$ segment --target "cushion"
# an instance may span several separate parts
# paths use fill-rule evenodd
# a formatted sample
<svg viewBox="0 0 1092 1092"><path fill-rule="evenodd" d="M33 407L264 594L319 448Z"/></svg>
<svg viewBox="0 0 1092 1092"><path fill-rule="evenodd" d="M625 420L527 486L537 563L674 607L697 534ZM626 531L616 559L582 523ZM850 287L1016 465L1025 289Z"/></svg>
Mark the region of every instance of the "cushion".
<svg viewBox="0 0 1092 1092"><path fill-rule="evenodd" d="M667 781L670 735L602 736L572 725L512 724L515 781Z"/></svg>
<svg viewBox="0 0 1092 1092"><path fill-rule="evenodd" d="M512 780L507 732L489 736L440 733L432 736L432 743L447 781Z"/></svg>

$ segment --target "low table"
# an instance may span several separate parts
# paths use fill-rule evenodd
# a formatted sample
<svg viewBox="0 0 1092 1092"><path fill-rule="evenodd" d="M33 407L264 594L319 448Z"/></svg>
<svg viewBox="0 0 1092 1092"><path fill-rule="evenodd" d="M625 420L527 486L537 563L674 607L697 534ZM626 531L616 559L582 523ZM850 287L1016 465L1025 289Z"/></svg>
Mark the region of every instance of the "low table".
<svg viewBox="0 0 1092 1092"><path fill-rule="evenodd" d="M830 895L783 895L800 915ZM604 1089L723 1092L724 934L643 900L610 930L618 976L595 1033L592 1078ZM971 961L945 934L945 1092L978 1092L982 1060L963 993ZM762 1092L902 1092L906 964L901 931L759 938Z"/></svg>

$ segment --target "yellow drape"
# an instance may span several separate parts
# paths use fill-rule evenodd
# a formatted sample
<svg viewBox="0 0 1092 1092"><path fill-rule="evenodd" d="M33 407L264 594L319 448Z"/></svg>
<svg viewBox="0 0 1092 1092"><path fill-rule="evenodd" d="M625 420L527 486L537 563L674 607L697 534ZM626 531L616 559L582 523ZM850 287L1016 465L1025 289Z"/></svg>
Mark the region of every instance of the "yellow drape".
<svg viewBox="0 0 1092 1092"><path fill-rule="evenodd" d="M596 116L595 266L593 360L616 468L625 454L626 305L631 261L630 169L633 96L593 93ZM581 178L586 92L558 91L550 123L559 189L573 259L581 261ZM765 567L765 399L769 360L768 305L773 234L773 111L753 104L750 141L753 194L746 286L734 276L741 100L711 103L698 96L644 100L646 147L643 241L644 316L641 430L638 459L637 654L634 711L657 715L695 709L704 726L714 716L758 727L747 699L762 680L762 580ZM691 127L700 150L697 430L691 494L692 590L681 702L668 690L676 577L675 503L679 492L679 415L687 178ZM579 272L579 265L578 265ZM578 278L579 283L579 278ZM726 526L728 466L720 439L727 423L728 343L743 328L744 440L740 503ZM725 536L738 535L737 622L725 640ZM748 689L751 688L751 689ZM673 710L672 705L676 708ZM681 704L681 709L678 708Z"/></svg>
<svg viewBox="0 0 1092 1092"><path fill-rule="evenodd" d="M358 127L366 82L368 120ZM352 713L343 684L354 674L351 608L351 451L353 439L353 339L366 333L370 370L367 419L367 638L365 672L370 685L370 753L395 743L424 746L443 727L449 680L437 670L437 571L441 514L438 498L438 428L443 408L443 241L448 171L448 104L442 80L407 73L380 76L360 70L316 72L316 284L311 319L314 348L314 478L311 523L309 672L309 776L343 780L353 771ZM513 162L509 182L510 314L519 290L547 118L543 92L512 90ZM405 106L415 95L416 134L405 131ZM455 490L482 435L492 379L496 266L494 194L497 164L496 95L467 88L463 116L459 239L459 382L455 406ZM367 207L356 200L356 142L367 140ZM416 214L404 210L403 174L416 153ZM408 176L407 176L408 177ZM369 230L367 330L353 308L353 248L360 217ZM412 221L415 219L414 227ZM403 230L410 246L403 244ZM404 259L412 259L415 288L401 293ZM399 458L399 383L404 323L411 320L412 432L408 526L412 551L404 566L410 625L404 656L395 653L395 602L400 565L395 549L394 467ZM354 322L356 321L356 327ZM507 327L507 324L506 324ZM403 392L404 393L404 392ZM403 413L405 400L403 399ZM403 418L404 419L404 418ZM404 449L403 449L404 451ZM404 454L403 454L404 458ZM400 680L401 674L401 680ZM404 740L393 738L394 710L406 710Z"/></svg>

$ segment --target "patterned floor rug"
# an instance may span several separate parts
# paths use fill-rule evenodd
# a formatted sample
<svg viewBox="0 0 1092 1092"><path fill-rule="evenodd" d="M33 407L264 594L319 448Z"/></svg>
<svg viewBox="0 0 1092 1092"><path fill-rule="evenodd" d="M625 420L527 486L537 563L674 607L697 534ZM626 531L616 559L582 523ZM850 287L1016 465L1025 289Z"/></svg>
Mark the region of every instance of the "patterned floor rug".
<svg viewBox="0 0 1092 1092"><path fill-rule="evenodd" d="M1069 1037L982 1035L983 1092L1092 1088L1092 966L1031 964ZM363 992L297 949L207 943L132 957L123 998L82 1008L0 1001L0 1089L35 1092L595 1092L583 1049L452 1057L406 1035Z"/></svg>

+ + + + + + +

__Aim__. Copy all the entries above character for character, keeping every line in its original order.

__Output__.
$ segment --target "cushion"
# an instance may span several separate parts
# paths use fill-rule evenodd
# a formatted sample
<svg viewBox="0 0 1092 1092"><path fill-rule="evenodd" d="M33 407L264 594L319 448Z"/></svg>
<svg viewBox="0 0 1092 1092"><path fill-rule="evenodd" d="M625 420L527 486L537 563L674 607L697 534ZM626 531L616 559L582 523ZM850 287L1016 465L1025 289Z"/></svg>
Mark the region of every instance of the "cushion".
<svg viewBox="0 0 1092 1092"><path fill-rule="evenodd" d="M667 781L670 735L602 736L572 725L512 724L515 781Z"/></svg>
<svg viewBox="0 0 1092 1092"><path fill-rule="evenodd" d="M512 780L507 732L489 736L440 733L432 736L432 743L447 781Z"/></svg>

$ segment --target "low table"
# an instance may span several separate parts
# paths use fill-rule evenodd
# a formatted sample
<svg viewBox="0 0 1092 1092"><path fill-rule="evenodd" d="M33 407L264 594L319 448Z"/></svg>
<svg viewBox="0 0 1092 1092"><path fill-rule="evenodd" d="M625 420L527 486L537 563L674 607L697 534ZM626 531L616 559L582 523ZM850 287L1016 465L1025 289Z"/></svg>
Mark the region of every instance of the "low table".
<svg viewBox="0 0 1092 1092"><path fill-rule="evenodd" d="M830 895L783 895L800 915ZM604 1089L723 1092L724 934L643 900L610 930L618 976L595 1033L592 1078ZM971 961L945 934L945 1092L978 1092L982 1060L963 993ZM762 1092L902 1092L906 964L901 931L759 938Z"/></svg>

$ segment --target "yellow drape"
# an instance may span several separate parts
# paths use fill-rule evenodd
# a formatted sample
<svg viewBox="0 0 1092 1092"><path fill-rule="evenodd" d="M33 407L264 594L319 448Z"/></svg>
<svg viewBox="0 0 1092 1092"><path fill-rule="evenodd" d="M625 420L527 486L537 563L674 607L697 534ZM626 531L616 559L582 523ZM850 287L1016 465L1025 289Z"/></svg>
Mark the region of every instance of the "yellow drape".
<svg viewBox="0 0 1092 1092"><path fill-rule="evenodd" d="M596 116L595 266L593 360L616 468L625 454L626 305L631 261L630 169L633 96L593 93ZM581 178L586 92L558 91L550 123L559 189L573 259L581 261ZM765 567L765 399L769 360L768 305L773 234L773 111L753 104L750 141L753 194L746 286L734 276L741 100L711 103L698 96L644 100L646 147L643 241L644 316L641 430L638 459L637 654L634 711L657 715L695 709L704 726L714 716L758 727L747 699L762 680L762 580ZM691 127L700 150L697 430L691 494L692 590L681 702L668 690L676 577L675 503L679 492L679 415L687 178ZM579 272L579 265L578 265ZM578 278L579 283L579 278ZM726 526L728 466L720 439L727 423L728 343L743 328L744 440L740 503ZM725 536L738 535L737 622L725 640ZM748 689L751 688L751 689ZM673 710L672 705L676 708ZM681 704L681 709L678 708Z"/></svg>
<svg viewBox="0 0 1092 1092"><path fill-rule="evenodd" d="M358 127L366 82L368 120ZM352 713L343 684L354 674L351 608L351 451L353 439L353 339L366 333L370 370L367 419L367 638L365 672L370 685L370 753L395 743L424 746L443 727L449 680L437 670L437 571L441 514L438 498L438 428L443 408L443 241L448 171L448 104L442 80L407 73L380 76L360 70L316 72L316 284L311 319L314 348L314 478L311 523L309 672L309 776L343 780L353 771ZM513 162L509 182L510 314L519 290L547 118L543 92L512 90ZM405 106L415 95L416 134L405 131ZM455 490L482 435L492 379L496 266L494 194L497 164L496 95L467 88L463 116L459 239L459 382L455 406ZM367 207L356 200L356 142L367 140ZM416 214L404 210L403 174L416 153ZM408 176L407 176L408 177ZM369 230L367 330L353 308L353 248L360 217ZM412 221L415 219L414 227ZM403 230L410 246L403 244ZM404 259L412 259L415 288L401 293ZM399 458L399 383L404 323L411 320L412 432L408 526L412 551L404 566L410 625L404 656L395 653L395 602L400 565L395 549L394 467ZM354 322L356 321L356 327ZM507 327L507 324L506 324ZM403 392L404 393L404 392ZM403 413L405 400L403 399ZM403 418L404 419L404 418ZM404 449L403 449L404 451ZM404 454L403 454L404 458ZM400 680L401 674L401 680ZM404 740L393 738L394 710L406 710Z"/></svg>

$ segment --target "patterned floor rug"
# an instance may span several separate parts
# paths use fill-rule evenodd
# a formatted sample
<svg viewBox="0 0 1092 1092"><path fill-rule="evenodd" d="M33 407L264 594L319 448Z"/></svg>
<svg viewBox="0 0 1092 1092"><path fill-rule="evenodd" d="M625 420L527 486L537 563L674 607L697 534ZM626 531L616 559L582 523ZM850 287L1016 465L1025 289Z"/></svg>
Mark the region of every instance of the "patterned floor rug".
<svg viewBox="0 0 1092 1092"><path fill-rule="evenodd" d="M1069 1037L982 1035L983 1092L1092 1088L1092 966L1031 964ZM363 992L297 949L207 943L132 957L123 998L82 1008L0 1001L0 1089L35 1092L595 1092L583 1049L452 1057L406 1035Z"/></svg>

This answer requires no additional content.